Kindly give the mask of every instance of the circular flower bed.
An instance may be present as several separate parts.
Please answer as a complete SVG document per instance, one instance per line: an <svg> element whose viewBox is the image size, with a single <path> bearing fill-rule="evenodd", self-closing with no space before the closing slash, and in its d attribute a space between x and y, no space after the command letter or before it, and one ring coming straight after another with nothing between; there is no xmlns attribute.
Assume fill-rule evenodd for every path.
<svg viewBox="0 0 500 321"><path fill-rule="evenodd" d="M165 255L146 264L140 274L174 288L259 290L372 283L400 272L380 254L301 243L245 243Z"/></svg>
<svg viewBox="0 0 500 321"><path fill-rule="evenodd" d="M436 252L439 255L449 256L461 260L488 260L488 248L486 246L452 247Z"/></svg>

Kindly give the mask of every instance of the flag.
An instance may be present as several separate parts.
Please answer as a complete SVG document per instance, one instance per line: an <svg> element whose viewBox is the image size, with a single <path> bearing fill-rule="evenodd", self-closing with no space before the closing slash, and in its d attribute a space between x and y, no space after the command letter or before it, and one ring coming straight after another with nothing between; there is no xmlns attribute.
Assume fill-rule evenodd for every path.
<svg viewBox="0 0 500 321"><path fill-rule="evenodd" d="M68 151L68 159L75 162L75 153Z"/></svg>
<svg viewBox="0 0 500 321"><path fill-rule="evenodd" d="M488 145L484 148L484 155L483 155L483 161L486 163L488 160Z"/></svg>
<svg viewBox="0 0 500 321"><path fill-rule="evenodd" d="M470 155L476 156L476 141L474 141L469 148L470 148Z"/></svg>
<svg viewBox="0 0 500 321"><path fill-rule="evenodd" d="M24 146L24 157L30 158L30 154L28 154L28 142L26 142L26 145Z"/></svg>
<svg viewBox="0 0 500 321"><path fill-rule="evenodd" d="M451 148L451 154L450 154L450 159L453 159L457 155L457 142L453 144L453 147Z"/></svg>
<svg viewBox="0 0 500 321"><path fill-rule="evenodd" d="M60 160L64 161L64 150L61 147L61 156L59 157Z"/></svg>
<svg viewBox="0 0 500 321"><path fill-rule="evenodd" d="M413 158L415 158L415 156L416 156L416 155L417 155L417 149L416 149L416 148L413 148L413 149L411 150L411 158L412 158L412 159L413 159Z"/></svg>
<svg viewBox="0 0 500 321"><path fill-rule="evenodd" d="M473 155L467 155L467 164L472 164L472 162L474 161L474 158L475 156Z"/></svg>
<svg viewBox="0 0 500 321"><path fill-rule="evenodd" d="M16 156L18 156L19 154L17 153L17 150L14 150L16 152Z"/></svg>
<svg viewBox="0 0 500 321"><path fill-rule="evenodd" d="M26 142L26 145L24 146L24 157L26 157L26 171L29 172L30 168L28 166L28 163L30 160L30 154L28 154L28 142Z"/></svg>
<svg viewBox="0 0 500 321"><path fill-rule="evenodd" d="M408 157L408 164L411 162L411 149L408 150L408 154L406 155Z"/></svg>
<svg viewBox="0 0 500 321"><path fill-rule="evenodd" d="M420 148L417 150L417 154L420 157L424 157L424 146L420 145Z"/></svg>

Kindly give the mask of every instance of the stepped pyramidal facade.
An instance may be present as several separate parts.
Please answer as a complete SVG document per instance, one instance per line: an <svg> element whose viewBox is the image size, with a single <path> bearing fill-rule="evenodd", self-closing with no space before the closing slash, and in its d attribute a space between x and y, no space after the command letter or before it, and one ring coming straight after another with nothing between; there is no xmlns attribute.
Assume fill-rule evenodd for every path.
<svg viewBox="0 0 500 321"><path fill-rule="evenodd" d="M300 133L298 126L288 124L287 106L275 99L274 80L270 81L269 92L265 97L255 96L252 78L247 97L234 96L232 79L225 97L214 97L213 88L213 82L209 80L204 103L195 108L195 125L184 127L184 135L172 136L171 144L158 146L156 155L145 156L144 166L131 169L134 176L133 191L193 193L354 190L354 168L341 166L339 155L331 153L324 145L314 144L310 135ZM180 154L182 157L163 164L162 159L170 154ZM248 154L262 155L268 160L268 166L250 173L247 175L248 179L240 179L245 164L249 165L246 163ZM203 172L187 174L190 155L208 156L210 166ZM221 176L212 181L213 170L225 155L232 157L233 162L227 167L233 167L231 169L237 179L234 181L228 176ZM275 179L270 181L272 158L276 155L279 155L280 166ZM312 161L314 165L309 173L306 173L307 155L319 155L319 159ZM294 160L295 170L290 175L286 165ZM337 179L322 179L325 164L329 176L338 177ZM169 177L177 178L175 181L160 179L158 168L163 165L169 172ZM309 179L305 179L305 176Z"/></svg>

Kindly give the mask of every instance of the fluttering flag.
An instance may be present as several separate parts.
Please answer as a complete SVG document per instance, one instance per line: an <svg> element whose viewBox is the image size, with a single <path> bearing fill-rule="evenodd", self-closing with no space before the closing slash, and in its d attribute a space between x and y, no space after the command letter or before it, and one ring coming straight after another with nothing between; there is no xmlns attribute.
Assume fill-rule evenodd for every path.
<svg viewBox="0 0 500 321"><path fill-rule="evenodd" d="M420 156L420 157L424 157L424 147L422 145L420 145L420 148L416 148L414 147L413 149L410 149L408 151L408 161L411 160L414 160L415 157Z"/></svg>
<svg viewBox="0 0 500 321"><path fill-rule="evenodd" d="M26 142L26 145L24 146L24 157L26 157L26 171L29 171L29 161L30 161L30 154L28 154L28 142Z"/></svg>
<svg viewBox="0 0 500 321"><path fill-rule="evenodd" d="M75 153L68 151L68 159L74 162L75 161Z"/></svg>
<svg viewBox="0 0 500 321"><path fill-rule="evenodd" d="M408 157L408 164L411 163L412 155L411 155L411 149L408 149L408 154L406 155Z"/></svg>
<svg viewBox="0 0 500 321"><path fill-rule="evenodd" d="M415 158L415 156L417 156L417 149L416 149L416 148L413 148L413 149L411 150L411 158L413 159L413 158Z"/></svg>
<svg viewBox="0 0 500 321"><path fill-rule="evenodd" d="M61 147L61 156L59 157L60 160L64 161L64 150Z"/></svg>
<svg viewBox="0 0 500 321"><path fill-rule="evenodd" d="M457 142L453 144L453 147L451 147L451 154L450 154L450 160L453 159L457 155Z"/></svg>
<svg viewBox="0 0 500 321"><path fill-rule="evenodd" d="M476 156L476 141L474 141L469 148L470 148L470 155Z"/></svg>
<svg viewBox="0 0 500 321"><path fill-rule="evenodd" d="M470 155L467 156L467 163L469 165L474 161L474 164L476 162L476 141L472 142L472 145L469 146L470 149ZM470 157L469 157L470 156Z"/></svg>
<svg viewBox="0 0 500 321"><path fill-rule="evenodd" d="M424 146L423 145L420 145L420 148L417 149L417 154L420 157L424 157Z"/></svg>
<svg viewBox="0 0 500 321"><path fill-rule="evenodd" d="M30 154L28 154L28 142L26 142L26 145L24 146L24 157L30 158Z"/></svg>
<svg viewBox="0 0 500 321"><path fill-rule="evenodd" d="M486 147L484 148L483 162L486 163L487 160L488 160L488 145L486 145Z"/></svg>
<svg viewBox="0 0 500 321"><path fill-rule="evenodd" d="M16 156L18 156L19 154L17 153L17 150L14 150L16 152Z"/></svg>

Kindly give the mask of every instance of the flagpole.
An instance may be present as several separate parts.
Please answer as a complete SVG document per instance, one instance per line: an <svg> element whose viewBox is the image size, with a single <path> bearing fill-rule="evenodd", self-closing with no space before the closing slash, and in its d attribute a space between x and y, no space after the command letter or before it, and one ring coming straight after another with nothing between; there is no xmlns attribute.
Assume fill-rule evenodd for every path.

WHAT NEEDS TO BE DONE. Copy out every line in the entries above that holds "Kindly".

PROBLEM SOLUTION.
Kindly give the mask of every instance of the circular flower bed.
Kindly give the mask of every instance of the flag.
Kindly give the mask of every instance of the stepped pyramidal facade.
Kindly give the mask of every instance of the fluttering flag.
Kindly give the mask of every instance of the flagpole.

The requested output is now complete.